**YOUR TASK:**
Change "grass patch" to "turf patch" in the lines running from the line with "Q: In the image above, where is the grass" to the line with "562, 260, 604, 273", both included. Reproduce only those lines, leaving everything else in them unaltered.

(Extracted records)
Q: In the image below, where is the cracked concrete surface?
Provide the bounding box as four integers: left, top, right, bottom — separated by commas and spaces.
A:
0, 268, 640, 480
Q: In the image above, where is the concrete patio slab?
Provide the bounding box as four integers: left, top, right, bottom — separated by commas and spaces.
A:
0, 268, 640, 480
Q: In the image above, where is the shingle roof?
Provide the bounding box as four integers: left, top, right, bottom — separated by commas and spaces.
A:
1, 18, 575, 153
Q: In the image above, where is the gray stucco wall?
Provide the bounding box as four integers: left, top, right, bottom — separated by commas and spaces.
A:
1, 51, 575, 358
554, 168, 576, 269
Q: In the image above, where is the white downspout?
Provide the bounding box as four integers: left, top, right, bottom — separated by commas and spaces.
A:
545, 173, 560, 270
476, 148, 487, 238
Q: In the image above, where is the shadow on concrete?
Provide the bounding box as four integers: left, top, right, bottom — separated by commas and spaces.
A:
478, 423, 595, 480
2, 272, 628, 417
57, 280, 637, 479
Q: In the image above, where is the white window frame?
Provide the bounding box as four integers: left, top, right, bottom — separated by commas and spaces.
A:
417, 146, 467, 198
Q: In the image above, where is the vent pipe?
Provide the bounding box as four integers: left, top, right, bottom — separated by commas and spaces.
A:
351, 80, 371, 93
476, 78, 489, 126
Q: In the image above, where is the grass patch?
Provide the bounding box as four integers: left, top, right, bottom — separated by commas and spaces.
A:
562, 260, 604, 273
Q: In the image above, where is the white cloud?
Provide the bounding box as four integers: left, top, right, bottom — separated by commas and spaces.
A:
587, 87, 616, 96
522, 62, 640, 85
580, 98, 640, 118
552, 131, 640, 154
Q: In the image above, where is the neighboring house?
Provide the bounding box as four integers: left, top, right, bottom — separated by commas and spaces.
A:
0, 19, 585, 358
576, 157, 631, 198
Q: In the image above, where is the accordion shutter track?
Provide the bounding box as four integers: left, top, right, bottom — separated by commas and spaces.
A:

**WORKED SOLUTION:**
Q: In the image above, where is the turf patch?
Provide the bounding box as four integers: left, top, right, bottom — separated by commas and spaces.
A:
562, 260, 604, 273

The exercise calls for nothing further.